● **Information provided**
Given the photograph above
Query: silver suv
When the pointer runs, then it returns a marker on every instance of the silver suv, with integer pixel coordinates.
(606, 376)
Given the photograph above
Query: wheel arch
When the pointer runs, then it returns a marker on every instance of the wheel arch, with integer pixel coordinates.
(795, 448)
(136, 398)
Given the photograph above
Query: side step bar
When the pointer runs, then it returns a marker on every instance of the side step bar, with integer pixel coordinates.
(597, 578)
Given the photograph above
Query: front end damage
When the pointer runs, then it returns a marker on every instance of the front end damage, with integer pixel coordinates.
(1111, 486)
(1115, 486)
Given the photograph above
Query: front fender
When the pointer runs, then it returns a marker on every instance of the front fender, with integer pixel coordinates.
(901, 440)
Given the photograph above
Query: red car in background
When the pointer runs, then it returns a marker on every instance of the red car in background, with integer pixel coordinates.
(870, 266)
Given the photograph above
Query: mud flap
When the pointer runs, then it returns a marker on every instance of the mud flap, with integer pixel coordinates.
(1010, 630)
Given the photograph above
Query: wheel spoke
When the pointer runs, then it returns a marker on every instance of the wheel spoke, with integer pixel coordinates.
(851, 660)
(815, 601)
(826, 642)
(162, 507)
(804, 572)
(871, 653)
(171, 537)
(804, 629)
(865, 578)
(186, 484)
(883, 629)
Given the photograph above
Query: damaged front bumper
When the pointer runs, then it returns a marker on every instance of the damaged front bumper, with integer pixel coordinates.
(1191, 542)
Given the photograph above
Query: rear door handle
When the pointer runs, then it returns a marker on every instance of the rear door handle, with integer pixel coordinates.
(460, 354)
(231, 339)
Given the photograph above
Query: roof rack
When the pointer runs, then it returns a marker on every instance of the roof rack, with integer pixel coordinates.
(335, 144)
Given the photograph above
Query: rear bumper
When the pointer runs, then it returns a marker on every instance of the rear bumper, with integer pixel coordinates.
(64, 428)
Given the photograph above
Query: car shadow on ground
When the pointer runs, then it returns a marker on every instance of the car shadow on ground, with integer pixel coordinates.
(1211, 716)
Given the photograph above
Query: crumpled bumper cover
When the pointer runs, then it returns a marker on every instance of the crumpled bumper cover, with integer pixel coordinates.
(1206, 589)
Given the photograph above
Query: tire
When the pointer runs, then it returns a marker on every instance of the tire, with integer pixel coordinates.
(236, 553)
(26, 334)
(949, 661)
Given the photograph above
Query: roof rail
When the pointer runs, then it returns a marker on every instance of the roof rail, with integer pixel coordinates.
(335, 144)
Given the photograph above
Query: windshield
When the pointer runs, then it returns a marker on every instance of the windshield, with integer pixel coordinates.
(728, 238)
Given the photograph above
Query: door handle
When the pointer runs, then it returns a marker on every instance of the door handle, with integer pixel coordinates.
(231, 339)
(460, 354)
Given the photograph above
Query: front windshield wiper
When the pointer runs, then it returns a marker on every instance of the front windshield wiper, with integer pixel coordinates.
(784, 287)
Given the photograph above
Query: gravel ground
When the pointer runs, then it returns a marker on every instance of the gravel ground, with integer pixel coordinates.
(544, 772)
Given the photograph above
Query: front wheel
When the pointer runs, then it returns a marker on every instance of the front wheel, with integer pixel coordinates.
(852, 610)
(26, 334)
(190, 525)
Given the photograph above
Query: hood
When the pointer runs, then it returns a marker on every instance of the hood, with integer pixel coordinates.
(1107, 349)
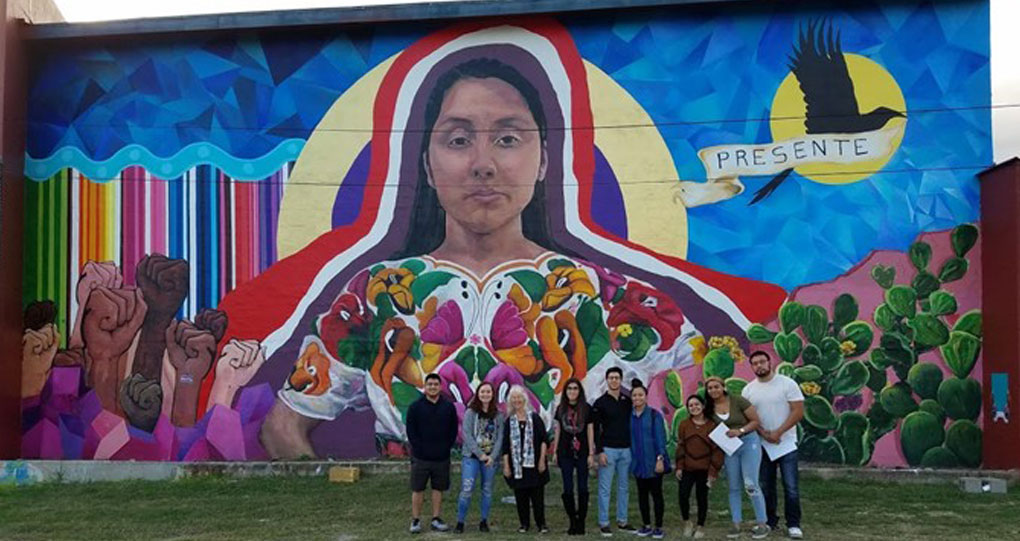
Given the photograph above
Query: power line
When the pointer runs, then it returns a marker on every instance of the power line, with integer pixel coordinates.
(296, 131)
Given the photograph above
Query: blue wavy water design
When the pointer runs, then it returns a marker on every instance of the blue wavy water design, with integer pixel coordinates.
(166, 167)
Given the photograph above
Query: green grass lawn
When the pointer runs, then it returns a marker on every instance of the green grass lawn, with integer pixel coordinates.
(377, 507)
--
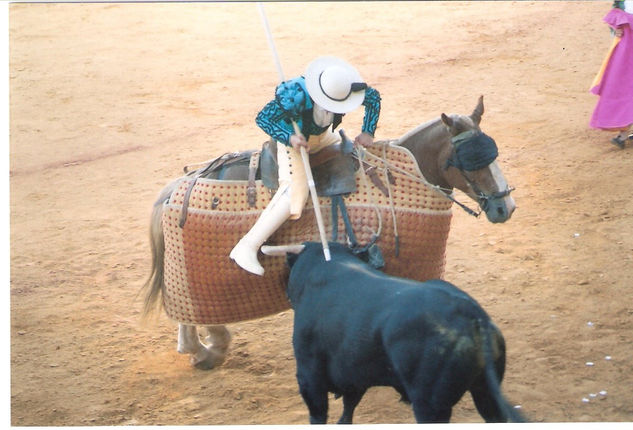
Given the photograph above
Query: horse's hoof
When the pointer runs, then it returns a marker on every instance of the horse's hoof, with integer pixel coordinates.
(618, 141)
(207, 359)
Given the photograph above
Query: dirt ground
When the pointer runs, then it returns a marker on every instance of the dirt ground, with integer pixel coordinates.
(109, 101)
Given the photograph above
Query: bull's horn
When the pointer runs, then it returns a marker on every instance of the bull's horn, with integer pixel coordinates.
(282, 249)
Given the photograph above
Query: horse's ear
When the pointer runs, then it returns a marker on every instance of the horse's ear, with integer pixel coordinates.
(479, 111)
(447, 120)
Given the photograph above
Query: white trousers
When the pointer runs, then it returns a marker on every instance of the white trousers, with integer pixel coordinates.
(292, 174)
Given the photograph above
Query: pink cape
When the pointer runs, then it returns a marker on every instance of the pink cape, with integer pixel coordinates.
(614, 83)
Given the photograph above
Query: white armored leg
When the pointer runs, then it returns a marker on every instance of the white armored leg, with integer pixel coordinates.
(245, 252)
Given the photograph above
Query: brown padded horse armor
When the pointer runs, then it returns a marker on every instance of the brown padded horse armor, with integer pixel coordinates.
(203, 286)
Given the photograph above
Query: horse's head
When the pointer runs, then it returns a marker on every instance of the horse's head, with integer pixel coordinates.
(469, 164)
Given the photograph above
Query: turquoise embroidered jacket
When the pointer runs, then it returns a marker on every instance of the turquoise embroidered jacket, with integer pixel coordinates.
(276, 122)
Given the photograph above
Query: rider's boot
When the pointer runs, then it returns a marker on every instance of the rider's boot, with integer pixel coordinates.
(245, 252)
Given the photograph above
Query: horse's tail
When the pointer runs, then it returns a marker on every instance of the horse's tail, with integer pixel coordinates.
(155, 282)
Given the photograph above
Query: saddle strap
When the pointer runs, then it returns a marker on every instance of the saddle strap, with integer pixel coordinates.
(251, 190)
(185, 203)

● **Task instructions**
From the records above, pull out every line containing the word "dirt", treating uppercase and lowercase as different.

● **Solution to the problem**
Query: dirt ground
When the pointer runs, then it returns a marker on every instance of the dirt ground, with integer pixel coordinates.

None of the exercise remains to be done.